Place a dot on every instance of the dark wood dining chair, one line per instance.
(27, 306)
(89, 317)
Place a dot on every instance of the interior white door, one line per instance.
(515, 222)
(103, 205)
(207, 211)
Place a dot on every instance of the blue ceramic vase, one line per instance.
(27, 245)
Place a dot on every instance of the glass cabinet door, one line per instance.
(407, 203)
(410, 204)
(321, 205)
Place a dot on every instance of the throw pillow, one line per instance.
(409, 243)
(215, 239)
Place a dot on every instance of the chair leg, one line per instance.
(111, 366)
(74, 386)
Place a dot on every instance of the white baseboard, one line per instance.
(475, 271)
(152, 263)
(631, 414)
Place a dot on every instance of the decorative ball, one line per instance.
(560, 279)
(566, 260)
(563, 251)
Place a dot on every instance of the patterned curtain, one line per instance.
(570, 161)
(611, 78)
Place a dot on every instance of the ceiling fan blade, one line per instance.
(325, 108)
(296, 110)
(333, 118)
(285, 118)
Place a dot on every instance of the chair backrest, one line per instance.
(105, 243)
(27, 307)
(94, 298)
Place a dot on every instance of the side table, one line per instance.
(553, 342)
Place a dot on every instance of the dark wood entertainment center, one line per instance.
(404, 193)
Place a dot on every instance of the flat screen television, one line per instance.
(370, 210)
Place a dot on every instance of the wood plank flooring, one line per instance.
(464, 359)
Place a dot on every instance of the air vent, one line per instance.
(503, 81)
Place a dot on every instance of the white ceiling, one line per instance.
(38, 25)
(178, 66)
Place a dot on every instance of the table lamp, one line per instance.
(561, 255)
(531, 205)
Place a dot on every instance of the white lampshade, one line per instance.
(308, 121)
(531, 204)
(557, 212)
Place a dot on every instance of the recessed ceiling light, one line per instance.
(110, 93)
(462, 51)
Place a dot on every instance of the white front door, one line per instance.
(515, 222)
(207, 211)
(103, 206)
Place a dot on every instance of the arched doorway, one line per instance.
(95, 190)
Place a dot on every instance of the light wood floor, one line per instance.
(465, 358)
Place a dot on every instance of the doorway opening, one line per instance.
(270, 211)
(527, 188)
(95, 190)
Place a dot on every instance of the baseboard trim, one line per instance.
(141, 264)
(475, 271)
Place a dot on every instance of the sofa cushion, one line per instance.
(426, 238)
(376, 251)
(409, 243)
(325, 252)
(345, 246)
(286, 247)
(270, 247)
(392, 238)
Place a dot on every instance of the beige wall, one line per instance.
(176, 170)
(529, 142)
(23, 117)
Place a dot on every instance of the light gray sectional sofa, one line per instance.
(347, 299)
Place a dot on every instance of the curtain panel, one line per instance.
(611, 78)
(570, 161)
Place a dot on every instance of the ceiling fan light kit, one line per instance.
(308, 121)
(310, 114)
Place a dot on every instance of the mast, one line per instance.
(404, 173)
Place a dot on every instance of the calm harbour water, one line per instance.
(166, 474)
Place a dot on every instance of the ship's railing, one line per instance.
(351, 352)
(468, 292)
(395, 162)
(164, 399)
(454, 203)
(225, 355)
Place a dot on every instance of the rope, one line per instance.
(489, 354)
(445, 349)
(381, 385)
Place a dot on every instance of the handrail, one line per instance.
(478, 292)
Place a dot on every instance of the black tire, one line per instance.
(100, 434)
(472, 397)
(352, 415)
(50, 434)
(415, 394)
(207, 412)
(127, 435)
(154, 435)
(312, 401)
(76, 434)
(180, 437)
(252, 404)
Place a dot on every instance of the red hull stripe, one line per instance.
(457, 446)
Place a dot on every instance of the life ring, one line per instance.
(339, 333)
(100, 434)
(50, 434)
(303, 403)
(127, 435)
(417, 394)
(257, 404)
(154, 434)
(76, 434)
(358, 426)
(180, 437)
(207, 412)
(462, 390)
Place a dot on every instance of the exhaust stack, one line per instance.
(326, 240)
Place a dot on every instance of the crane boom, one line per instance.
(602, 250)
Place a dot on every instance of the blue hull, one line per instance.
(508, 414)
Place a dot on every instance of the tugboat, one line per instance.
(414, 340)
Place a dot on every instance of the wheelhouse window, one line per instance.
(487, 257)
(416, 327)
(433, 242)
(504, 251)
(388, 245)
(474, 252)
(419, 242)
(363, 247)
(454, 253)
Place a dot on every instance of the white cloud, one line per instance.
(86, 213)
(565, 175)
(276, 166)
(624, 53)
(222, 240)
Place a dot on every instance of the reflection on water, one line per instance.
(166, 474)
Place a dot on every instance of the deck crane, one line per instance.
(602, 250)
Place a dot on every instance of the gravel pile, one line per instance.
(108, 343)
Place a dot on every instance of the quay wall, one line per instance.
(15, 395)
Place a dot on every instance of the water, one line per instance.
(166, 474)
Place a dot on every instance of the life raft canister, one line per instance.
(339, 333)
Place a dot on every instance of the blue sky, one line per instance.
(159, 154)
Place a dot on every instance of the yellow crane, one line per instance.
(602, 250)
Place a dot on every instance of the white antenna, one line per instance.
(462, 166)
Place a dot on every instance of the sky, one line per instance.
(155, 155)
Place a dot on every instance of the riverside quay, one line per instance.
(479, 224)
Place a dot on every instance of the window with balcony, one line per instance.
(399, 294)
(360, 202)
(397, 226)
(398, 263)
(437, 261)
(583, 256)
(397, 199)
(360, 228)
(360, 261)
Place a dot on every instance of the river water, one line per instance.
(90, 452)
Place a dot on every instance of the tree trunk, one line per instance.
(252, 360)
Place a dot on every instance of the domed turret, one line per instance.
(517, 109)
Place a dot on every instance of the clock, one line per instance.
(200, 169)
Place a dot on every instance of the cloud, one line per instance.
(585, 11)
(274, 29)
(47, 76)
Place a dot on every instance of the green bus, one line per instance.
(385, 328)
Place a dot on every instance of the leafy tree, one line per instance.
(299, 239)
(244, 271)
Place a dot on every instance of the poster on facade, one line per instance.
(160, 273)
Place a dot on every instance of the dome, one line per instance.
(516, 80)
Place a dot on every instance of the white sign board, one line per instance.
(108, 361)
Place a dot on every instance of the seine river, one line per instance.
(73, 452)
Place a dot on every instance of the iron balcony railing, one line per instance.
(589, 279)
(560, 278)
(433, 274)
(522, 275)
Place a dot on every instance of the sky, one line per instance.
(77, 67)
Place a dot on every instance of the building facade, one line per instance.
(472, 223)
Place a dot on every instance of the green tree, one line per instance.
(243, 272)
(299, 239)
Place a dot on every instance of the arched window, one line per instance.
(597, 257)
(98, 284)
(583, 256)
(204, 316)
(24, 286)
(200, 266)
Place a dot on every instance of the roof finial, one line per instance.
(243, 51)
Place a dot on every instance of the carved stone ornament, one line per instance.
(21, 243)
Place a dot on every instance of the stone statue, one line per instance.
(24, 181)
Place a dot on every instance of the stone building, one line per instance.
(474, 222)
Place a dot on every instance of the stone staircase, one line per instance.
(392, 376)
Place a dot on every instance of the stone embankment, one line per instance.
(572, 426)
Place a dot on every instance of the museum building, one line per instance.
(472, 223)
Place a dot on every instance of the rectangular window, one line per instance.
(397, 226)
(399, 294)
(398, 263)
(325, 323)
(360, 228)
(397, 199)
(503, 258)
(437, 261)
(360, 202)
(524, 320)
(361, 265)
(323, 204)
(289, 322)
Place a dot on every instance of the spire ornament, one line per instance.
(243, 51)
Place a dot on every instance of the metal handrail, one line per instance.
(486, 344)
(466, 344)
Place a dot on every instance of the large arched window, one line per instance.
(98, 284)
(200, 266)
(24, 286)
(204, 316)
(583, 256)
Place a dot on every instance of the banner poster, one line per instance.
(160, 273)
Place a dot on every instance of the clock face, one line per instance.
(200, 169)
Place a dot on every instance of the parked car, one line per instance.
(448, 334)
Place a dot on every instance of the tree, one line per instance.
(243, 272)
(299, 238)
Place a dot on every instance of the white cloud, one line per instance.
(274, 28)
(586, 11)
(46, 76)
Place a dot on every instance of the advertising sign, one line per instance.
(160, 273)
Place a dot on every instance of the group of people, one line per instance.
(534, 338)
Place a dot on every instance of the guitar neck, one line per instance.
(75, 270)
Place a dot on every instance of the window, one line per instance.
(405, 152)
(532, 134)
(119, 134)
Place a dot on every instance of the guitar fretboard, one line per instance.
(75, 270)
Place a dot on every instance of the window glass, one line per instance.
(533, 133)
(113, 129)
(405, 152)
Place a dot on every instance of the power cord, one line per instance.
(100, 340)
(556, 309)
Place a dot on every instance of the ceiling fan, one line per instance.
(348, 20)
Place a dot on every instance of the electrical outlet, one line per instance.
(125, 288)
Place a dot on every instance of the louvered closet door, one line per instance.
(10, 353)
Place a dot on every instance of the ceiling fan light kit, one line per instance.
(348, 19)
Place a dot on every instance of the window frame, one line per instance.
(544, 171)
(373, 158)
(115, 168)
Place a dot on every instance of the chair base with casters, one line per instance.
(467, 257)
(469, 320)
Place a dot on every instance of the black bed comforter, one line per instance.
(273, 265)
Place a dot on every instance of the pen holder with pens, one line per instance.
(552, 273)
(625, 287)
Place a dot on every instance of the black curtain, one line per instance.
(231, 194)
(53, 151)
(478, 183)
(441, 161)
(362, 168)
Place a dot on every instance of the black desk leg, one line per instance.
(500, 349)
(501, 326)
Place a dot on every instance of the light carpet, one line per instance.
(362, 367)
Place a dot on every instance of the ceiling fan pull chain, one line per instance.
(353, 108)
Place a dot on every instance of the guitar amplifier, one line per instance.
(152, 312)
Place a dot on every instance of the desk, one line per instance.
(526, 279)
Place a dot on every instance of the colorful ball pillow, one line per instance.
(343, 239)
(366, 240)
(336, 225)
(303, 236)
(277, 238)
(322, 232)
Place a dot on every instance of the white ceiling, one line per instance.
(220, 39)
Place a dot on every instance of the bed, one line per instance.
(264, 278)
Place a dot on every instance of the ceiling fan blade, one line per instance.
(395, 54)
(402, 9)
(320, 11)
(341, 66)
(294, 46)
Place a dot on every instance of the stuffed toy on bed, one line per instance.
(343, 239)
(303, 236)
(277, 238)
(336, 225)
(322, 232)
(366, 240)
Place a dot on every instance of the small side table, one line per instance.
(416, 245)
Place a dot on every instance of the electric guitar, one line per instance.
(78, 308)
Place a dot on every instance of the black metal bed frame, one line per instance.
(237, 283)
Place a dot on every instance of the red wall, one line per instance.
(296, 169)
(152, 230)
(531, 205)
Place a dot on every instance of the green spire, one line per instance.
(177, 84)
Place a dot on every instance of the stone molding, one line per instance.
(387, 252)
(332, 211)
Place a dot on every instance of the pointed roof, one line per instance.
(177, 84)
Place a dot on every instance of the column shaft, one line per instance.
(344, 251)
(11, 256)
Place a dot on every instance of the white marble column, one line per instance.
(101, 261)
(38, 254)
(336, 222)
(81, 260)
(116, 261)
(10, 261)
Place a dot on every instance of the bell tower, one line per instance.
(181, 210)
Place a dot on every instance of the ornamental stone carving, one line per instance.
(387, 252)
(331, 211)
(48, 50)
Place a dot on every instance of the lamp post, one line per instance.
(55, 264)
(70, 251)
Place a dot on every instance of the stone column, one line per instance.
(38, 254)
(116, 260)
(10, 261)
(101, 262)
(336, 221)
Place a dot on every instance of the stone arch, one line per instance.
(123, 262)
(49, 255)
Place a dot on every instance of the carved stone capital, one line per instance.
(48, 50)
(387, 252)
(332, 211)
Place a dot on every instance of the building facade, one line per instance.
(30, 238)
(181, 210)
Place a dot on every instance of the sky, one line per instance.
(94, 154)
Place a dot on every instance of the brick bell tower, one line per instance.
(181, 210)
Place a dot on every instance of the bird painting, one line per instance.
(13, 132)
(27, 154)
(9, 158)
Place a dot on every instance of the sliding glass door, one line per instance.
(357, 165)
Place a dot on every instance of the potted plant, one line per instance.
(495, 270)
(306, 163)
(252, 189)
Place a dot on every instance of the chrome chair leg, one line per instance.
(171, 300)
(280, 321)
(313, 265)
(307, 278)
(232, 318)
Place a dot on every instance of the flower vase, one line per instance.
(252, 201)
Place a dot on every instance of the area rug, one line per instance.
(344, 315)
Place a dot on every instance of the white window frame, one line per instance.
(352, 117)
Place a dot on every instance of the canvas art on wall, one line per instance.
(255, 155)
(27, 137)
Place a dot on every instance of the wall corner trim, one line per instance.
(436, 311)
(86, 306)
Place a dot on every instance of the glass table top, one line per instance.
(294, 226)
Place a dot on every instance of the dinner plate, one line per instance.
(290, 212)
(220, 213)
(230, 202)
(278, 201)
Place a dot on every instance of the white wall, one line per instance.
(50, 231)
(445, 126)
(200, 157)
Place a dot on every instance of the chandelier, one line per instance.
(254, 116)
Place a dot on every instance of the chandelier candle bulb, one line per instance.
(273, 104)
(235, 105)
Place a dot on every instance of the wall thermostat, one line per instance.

[TASK OBJECTIVE] Can you reproduce, line for line, everything from the row containing "Place a dot on every instance of the glass table" down to the last of the rows, with both ends included?

[EXERCISE SOLUTION]
Place a dot on every instance of the glass table top, one line per instance.
(294, 226)
Place a dot on every instance of the dinner plate, one line per instance.
(290, 212)
(220, 213)
(230, 202)
(278, 201)
Place a dot on every instance of the white wall, one line per instance.
(50, 231)
(445, 126)
(200, 157)
Place a dot on every instance of the chandelier, one line per instance.
(254, 116)
Place a dot on every instance of the chandelier candle bulb, one line per instance.
(273, 104)
(235, 105)
Place a dot on every instance of the wall thermostat, one line per instance.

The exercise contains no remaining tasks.